Fatty acids form micelles and diffuse into intestinal cells, where they are repackaged into chylomicrons with glycerol and sent into the blood to be delivered to other tissues.

Question 32

chylomicron

Answer 32

lipoprotein that carries lipids through blood stream

Question 33

secretin

Answer 33

a hormone that causes the release of sodium bicarbonate from pancreas

Question 34

CCK

Answer 34

a hormone that stimulates the release of digestive enzymes from pancreas and secretion of bile salts from gall bladder. Also responsible for the sensation of satiety.

Question 35

Leptin

Answer 35

the hormone that initiates hunger pains

Question 36

1,3-bisphosphoglycerate

Answer 36

Has a higher phosphoryl transfer potential than ATP, so it is able to transfer phosphate onto ADP to form ATP. Makes sense that BGP is the compound in glycolysis that is the first step where ATP is generated. If we know how to make BGP, we know how to synthesize ATP. The formation of 1,3-BPG is the money step in glycolysis. We are using the energy from oxidation of 3-phosphate-glyceraldehyde (while reducing NAD+ to NADH) to take a phosphate from the medium and put it onto 3-phosphate-glyceraldehyde to form 1,3-bisphosphoglycerate.

Question 37

how do you make BGP?

Answer 37

start with glucose, divide it into two 3-carbon molecules and oxidize it from aldehyde to acid via glycolysis. i.e. we use a redox reaction to oxidize an aldehyde to an acid while NAD+ is reduced to NADH

Question 38

free energy of oxidation

Answer 38

the more reduced a carbon is, the more free energy is released when it is oxidized. CH4 has a lot of energy to release, whereas CO2 has zero.

Question 39

substrate level phosphorylation in glycolysis

Answer 39

PEP passing phosphate onto ADP to form ATP; 1,3-BGP passing phosphate onto ADP to form ATP

Question 40

what gets reduced in glycolysis?

Answer 40

as glucose is oxidized, NAD+ gets reduced to NADH

Question 41

who is intended as the ultimate electron acceptor in the oxidation of fuel molecules?

Answer 41

O2

Question 42

hexokinase

Answer 42

the first enzyme step in glycolysis. Phosphorylates glucose when it comes in the cell to trap it there. Glucose–> glucose-6, phosphate. Energy requiring step. Hexokinase has 2 roles: 1. phosphorylate glucose to trap it in cell; 2. raise the energy level of the molecule - makes the molecule more unstable so it’s more likely to go to product. Hexokinase is regulated by the product of its reaction - glucose-6-phosphate.

Question 43

phosphofructokinase

Answer 43

the enzyme step in glycolysis that is the 2nd irreversible step. Uses ATP to convert fructose-6, phosphate to fructose 1,6-bisphosphate. Regulated allosterically - it is inhibited by ATP and stimulated by AMP.

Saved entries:
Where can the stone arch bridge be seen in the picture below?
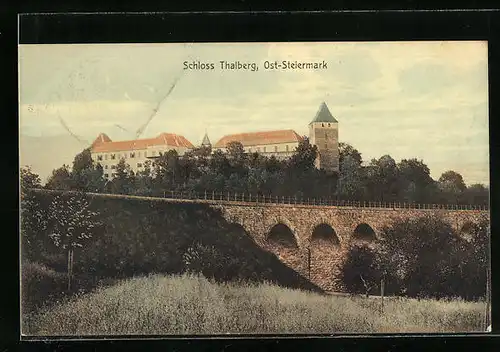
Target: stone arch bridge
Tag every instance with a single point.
(313, 239)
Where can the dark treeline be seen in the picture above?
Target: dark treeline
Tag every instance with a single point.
(115, 245)
(421, 257)
(381, 180)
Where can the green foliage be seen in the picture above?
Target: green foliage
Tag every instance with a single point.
(236, 171)
(360, 271)
(40, 285)
(29, 179)
(193, 305)
(60, 179)
(426, 257)
(71, 221)
(143, 237)
(347, 150)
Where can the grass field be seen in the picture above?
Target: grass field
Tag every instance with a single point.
(193, 305)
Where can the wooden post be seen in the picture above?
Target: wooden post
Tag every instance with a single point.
(487, 306)
(309, 261)
(382, 294)
(70, 267)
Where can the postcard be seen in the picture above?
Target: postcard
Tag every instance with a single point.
(254, 188)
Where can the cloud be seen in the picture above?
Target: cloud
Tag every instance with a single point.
(407, 99)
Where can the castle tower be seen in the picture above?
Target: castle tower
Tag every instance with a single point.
(324, 134)
(206, 142)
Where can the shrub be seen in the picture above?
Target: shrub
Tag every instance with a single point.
(40, 286)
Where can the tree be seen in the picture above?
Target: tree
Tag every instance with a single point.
(86, 174)
(144, 180)
(382, 179)
(476, 194)
(29, 179)
(452, 185)
(415, 181)
(418, 252)
(72, 223)
(304, 157)
(60, 179)
(350, 183)
(360, 272)
(124, 180)
(346, 150)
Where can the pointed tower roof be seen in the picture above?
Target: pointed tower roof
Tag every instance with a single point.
(324, 115)
(206, 141)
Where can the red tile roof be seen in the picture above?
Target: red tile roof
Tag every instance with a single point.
(168, 139)
(260, 138)
(101, 138)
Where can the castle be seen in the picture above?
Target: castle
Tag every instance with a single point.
(323, 133)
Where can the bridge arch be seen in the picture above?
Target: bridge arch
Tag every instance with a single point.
(324, 232)
(364, 232)
(281, 234)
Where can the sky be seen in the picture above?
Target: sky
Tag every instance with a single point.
(424, 100)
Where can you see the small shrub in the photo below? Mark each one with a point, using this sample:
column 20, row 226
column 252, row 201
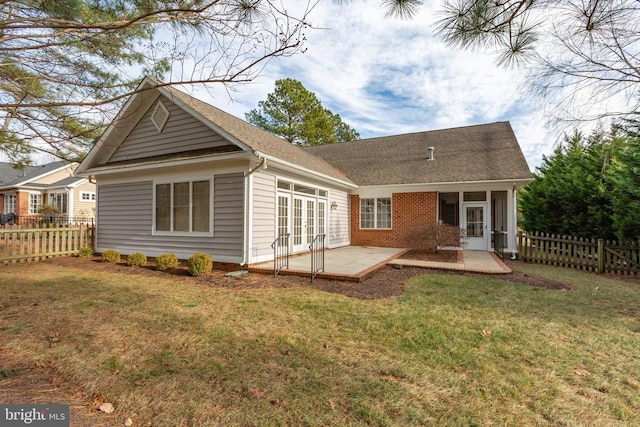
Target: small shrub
column 200, row 264
column 85, row 252
column 136, row 259
column 166, row 262
column 111, row 255
column 430, row 235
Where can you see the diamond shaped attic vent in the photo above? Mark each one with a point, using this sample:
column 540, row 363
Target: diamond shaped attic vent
column 160, row 116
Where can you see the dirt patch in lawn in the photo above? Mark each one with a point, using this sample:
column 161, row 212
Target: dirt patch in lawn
column 384, row 283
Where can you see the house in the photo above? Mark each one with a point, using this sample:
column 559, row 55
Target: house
column 176, row 175
column 24, row 191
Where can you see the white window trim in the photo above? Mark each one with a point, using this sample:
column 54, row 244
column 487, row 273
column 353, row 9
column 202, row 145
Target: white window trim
column 375, row 213
column 209, row 233
column 6, row 207
column 30, row 204
column 91, row 195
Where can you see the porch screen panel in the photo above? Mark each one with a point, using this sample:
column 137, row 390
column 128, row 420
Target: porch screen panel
column 181, row 206
column 499, row 210
column 201, row 214
column 163, row 207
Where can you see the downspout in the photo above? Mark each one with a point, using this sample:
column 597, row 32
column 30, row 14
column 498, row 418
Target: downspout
column 247, row 200
column 514, row 239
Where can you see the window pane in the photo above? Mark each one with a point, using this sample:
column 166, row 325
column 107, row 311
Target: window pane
column 181, row 206
column 201, row 206
column 163, row 207
column 35, row 201
column 383, row 219
column 475, row 196
column 367, row 213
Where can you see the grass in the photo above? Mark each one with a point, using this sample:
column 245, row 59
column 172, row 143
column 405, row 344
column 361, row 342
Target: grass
column 453, row 350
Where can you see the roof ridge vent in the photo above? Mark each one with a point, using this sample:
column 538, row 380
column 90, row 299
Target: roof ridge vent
column 430, row 155
column 160, row 116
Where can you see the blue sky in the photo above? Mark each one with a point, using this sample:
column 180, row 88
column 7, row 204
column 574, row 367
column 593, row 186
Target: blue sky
column 385, row 76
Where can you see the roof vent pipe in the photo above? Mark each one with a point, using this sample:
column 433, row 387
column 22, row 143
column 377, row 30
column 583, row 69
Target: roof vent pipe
column 430, row 157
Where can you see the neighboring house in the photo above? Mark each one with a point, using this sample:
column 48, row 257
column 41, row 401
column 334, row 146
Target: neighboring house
column 24, row 191
column 177, row 175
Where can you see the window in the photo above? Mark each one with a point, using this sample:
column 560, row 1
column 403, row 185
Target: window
column 183, row 207
column 375, row 213
column 35, row 201
column 9, row 203
column 58, row 200
column 87, row 196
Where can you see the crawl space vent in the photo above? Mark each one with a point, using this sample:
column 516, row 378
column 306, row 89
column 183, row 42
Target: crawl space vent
column 160, row 116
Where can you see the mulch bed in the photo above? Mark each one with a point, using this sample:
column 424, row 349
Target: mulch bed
column 384, row 283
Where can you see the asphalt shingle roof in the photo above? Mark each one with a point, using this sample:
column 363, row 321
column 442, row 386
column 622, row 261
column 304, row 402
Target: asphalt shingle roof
column 472, row 153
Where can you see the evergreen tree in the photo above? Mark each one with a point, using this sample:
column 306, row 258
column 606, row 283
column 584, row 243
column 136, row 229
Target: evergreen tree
column 570, row 193
column 625, row 193
column 296, row 114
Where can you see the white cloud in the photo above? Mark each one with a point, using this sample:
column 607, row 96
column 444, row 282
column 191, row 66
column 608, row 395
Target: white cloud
column 385, row 76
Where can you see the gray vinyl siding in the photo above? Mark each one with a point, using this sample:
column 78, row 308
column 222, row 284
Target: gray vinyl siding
column 182, row 132
column 264, row 216
column 125, row 222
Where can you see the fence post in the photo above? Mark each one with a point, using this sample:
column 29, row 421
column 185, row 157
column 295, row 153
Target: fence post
column 600, row 255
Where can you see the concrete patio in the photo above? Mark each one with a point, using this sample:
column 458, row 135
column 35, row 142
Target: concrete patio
column 355, row 263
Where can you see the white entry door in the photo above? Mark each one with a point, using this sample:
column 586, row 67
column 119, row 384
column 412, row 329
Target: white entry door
column 475, row 222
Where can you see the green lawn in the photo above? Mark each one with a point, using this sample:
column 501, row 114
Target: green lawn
column 453, row 350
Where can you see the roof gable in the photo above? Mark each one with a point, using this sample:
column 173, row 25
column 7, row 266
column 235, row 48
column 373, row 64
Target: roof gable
column 487, row 152
column 34, row 175
column 235, row 131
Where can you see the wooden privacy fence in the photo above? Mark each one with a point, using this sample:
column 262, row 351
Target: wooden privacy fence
column 602, row 256
column 36, row 243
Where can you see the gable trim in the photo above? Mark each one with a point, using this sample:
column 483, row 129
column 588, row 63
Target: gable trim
column 303, row 171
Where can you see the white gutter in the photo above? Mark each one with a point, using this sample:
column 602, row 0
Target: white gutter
column 248, row 208
column 304, row 171
column 107, row 169
column 422, row 184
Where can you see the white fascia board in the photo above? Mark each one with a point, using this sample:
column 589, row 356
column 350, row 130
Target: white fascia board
column 105, row 170
column 303, row 171
column 519, row 183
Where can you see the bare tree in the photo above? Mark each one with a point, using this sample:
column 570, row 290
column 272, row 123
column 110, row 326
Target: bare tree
column 67, row 65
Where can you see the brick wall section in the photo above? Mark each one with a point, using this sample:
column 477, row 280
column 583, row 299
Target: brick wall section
column 407, row 210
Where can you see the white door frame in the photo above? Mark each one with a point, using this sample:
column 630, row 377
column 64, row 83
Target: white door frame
column 478, row 236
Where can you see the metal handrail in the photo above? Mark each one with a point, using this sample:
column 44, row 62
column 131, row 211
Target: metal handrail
column 280, row 248
column 317, row 255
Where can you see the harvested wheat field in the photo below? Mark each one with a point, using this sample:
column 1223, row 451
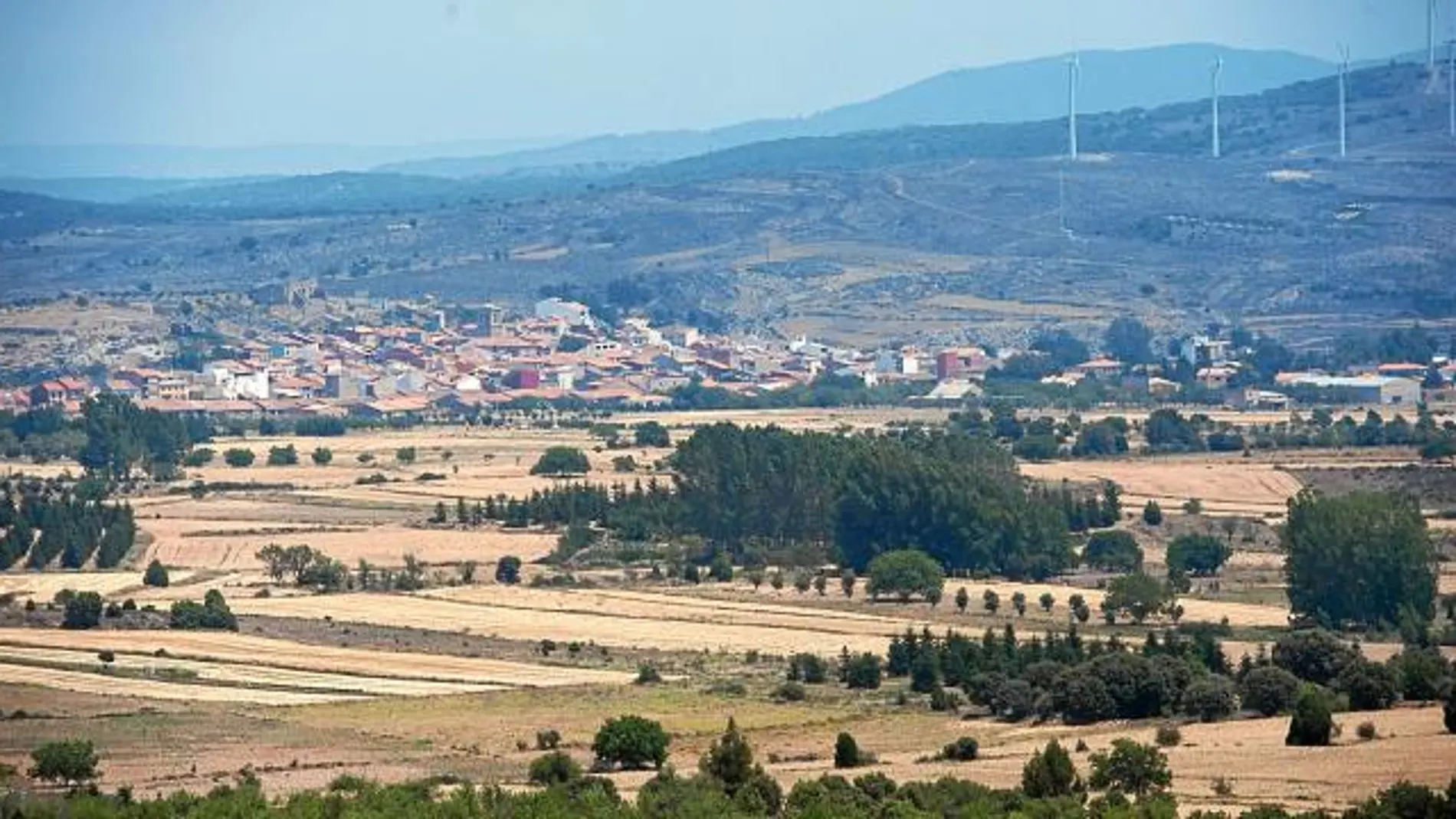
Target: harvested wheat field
column 44, row 585
column 226, row 647
column 108, row 684
column 241, row 674
column 1223, row 485
column 532, row 623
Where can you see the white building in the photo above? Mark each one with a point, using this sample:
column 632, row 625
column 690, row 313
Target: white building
column 572, row 313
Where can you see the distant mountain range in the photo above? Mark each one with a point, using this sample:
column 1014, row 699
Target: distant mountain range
column 1014, row 92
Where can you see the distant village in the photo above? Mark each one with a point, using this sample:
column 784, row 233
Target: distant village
column 430, row 362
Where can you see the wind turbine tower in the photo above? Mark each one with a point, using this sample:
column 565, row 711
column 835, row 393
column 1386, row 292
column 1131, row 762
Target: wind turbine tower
column 1074, row 74
column 1215, row 71
column 1344, row 71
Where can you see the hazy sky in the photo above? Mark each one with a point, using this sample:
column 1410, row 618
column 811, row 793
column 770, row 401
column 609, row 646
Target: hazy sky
column 399, row 71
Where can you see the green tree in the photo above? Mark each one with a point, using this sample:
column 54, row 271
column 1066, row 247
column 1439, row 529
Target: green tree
column 651, row 434
column 1359, row 559
column 238, row 457
column 1312, row 722
column 69, row 762
column 1113, row 552
column 553, row 768
column 562, row 460
column 1130, row 768
column 156, row 575
column 82, row 611
column 904, row 574
column 1050, row 775
column 631, row 742
column 1195, row 555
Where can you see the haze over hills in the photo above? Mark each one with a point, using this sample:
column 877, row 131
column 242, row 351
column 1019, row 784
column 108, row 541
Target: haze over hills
column 1014, row 92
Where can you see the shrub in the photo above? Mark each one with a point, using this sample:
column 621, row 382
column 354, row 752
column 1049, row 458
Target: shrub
column 283, row 456
column 562, row 460
column 631, row 742
column 69, row 762
column 1113, row 552
column 864, row 673
column 1050, row 773
column 1168, row 736
column 156, row 575
column 1153, row 514
column 789, row 693
column 509, row 571
column 846, row 751
column 904, row 574
column 1130, row 767
column 808, row 668
column 82, row 611
column 1312, row 723
column 553, row 768
column 962, row 749
column 1210, row 697
column 238, row 457
column 1270, row 690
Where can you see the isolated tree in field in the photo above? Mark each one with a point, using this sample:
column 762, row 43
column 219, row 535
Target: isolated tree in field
column 69, row 762
column 1113, row 552
column 1130, row 768
column 238, row 457
column 1312, row 723
column 1200, row 556
column 156, row 575
column 1153, row 514
column 1359, row 559
column 631, row 742
column 82, row 611
column 509, row 571
column 562, row 460
column 1050, row 775
column 904, row 574
column 651, row 434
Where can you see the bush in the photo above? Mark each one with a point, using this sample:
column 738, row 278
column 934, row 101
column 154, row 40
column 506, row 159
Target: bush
column 238, row 457
column 846, row 751
column 904, row 574
column 82, row 611
column 789, row 693
column 509, row 571
column 1168, row 736
column 631, row 742
column 562, row 460
column 962, row 749
column 648, row 675
column 1270, row 690
column 1153, row 514
column 808, row 668
column 1312, row 723
column 156, row 575
column 69, row 762
column 283, row 456
column 1050, row 773
column 553, row 768
column 1132, row 768
column 864, row 673
column 1210, row 699
column 1113, row 552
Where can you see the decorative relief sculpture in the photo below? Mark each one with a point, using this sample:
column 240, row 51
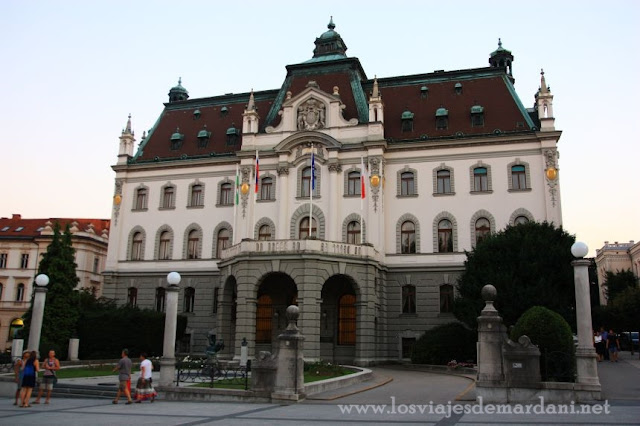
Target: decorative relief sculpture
column 311, row 115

PROBLEM DESCRIPTION: Quote the biochemistry notes between "how do you make" and "CO2 has zero.", inclusive.

SOLUTION:
how do you make BGP?

Answer 37

start with glucose, divide it into two 3-carbon molecules and oxidize it from aldehyde to acid via glycolysis. i.e. we use a redox reaction to oxidize an aldehyde to an acid while NAD+ is reduced to NADH

Question 38

free energy of oxidation

Answer 38

the more reduced a carbon is, the more free energy is released when it is oxidized. CH4 has a lot of energy to release, whereas CO2 has zero.